## INFORMATION SUPPLIED
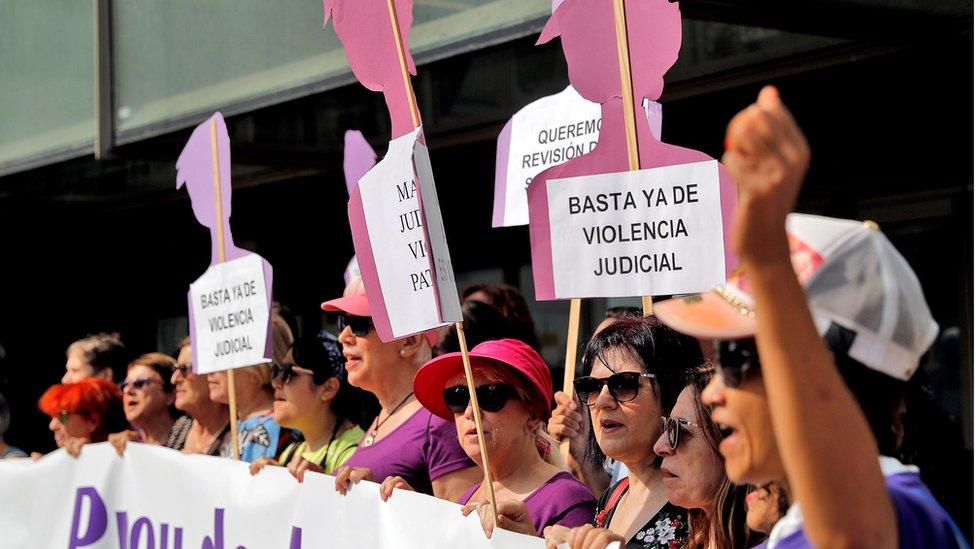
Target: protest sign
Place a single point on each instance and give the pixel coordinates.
(230, 312)
(158, 498)
(545, 133)
(400, 243)
(649, 232)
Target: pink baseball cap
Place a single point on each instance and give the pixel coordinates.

## WRITTEN PROBLEM
Print all of the lines above word for word, leaving out the pictures.

## RESPONSE TO THIS TASK
Target: protest sign
Place a single point on each instance and give the pixel coordinates.
(230, 312)
(158, 498)
(545, 133)
(400, 243)
(649, 232)
Target: pink baseball cap
Place a single point on each instance and give the pixel coordinates.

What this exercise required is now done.